--- START OF Exercise input ---

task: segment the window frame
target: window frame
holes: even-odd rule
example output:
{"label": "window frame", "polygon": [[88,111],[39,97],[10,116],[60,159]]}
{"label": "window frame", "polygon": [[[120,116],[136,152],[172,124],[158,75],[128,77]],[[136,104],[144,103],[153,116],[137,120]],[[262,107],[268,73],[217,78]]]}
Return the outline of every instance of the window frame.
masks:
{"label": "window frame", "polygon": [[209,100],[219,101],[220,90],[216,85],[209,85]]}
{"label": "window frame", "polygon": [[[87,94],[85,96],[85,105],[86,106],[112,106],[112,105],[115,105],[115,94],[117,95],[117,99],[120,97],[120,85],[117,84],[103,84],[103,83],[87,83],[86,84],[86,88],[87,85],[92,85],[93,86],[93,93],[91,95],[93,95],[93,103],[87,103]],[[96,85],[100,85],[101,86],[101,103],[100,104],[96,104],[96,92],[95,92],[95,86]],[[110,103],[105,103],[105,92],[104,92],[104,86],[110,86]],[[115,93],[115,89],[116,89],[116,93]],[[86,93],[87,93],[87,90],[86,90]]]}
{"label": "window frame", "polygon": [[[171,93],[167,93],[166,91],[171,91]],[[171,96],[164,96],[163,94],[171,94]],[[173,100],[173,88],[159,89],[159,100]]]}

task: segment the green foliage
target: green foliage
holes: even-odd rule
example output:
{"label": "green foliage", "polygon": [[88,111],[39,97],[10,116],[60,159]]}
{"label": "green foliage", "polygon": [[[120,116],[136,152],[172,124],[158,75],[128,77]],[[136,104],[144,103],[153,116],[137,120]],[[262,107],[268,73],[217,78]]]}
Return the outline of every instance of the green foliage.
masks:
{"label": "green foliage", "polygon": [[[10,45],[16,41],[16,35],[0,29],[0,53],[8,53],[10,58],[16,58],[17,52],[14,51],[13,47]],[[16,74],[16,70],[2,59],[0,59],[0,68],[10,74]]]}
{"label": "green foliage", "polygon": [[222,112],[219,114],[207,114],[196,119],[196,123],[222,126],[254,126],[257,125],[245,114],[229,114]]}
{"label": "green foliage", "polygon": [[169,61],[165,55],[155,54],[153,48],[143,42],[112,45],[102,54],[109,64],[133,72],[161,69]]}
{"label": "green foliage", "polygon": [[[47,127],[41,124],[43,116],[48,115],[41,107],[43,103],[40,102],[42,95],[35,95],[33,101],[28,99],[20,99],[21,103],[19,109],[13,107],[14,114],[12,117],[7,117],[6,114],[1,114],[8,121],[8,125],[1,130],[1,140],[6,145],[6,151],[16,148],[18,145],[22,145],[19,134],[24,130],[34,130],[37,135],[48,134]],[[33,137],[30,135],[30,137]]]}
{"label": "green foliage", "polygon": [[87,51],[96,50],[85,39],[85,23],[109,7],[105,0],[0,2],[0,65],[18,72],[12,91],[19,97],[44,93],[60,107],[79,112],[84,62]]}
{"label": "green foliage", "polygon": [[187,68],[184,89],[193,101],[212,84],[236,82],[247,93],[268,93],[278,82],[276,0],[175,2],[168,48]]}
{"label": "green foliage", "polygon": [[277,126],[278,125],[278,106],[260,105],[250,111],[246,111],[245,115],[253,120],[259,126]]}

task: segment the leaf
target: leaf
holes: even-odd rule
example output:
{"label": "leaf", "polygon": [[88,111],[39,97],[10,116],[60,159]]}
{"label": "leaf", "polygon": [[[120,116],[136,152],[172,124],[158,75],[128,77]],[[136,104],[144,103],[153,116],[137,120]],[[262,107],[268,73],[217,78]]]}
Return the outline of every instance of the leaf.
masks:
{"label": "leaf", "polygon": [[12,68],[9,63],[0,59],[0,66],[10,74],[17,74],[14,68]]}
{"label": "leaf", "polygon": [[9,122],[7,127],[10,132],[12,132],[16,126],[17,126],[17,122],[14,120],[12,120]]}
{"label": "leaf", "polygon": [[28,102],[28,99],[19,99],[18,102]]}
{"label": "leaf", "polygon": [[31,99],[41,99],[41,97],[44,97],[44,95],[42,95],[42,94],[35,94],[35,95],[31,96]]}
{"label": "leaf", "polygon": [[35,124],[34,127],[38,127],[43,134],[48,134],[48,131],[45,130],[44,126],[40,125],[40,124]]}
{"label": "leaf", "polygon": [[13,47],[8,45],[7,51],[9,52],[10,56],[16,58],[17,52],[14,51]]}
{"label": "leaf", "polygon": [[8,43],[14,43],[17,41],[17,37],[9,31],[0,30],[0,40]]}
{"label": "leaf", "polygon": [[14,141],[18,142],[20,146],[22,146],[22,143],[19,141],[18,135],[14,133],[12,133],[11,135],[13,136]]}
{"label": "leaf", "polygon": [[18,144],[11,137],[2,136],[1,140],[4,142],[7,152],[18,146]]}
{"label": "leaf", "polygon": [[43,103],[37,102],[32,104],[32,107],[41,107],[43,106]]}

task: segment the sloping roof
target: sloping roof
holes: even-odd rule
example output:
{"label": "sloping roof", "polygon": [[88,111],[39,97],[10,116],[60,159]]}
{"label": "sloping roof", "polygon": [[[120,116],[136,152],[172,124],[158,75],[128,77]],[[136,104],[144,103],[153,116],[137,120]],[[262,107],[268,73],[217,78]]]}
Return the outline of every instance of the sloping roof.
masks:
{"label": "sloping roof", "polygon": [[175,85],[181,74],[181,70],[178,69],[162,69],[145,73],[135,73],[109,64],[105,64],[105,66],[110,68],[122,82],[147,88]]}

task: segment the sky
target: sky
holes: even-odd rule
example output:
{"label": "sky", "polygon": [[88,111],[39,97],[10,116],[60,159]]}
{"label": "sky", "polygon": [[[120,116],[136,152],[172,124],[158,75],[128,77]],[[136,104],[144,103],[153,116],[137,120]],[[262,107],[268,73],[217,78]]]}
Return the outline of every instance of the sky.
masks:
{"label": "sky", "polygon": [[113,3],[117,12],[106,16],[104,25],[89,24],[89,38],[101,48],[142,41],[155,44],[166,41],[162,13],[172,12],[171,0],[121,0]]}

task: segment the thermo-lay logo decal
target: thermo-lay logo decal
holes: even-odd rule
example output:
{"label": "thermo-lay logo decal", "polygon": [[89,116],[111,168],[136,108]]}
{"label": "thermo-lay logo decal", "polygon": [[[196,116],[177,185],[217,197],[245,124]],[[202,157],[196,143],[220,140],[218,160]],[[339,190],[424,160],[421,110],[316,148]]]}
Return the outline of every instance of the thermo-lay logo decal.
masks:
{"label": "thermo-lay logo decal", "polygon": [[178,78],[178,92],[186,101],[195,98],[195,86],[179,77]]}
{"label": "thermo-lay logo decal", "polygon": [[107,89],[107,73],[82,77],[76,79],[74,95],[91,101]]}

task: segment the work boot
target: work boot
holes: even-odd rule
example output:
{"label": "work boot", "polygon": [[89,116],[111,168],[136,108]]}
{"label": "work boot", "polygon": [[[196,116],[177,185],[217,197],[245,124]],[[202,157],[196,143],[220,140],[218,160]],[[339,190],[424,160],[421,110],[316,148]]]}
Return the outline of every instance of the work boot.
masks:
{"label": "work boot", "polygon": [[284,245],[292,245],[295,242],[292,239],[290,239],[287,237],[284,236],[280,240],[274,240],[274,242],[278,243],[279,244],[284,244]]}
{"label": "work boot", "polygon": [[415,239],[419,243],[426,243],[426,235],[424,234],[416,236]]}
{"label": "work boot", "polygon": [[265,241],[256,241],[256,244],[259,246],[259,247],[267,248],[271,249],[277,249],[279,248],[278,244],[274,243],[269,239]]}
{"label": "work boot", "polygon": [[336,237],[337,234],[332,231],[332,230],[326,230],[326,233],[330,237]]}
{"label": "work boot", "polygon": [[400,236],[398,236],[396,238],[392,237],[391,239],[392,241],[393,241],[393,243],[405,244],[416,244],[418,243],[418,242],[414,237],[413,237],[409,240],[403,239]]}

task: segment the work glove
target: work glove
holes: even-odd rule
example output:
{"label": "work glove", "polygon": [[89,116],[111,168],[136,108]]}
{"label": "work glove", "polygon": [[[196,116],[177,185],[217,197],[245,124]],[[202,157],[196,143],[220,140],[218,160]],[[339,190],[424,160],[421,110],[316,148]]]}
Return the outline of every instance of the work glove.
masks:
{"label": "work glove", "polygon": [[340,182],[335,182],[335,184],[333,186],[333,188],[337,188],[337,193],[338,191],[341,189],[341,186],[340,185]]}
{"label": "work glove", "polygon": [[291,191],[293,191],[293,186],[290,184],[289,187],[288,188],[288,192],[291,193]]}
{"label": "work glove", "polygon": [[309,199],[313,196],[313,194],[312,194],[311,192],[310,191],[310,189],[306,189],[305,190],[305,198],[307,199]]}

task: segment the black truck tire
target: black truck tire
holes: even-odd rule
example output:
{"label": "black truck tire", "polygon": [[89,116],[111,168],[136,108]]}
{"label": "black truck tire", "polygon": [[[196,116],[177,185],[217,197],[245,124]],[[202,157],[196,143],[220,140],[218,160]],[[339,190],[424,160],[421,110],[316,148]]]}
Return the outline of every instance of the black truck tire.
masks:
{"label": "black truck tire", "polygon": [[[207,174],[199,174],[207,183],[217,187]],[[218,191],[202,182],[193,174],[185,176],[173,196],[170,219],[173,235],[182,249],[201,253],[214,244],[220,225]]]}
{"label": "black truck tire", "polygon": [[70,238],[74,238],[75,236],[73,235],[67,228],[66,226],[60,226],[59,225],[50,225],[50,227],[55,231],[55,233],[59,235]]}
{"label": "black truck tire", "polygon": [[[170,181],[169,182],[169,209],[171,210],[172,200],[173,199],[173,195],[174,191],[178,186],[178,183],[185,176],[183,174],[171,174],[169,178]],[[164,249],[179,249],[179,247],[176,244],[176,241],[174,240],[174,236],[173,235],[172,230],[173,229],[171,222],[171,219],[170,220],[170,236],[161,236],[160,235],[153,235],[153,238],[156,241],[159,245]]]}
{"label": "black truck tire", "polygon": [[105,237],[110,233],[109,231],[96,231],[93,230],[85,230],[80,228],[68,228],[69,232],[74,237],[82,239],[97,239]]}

--- END OF Exercise input ---

Starting at the line with "task: segment the black truck tire", copy every line up to and including the last one in the entries above.

task: segment the black truck tire
target: black truck tire
holes: even-odd rule
example output:
{"label": "black truck tire", "polygon": [[89,116],[111,168],[136,108]]}
{"label": "black truck tire", "polygon": [[[196,116],[177,185],[217,197],[245,124]],[[202,157],[196,143],[220,140],[218,160]],[[339,190],[424,160],[421,110],[316,148]]]}
Return the outline of every instance of the black truck tire.
masks:
{"label": "black truck tire", "polygon": [[[207,174],[199,174],[207,183],[217,187]],[[218,191],[202,182],[193,174],[185,176],[173,196],[170,219],[173,235],[182,249],[201,253],[214,244],[220,225]]]}
{"label": "black truck tire", "polygon": [[70,238],[74,238],[75,236],[73,235],[67,228],[66,226],[60,226],[59,225],[50,225],[50,227],[55,231],[55,233],[59,235]]}
{"label": "black truck tire", "polygon": [[[170,181],[169,182],[169,209],[171,210],[172,200],[173,199],[173,195],[174,191],[178,186],[178,183],[185,176],[183,174],[171,174],[169,178]],[[164,249],[179,249],[179,247],[176,244],[176,241],[174,240],[174,236],[173,235],[172,230],[173,229],[171,222],[171,219],[170,220],[170,236],[161,236],[160,235],[153,235],[153,238],[156,241],[159,245]]]}
{"label": "black truck tire", "polygon": [[105,237],[110,233],[109,231],[96,231],[93,230],[85,230],[80,228],[68,228],[69,232],[74,237],[82,239],[97,239]]}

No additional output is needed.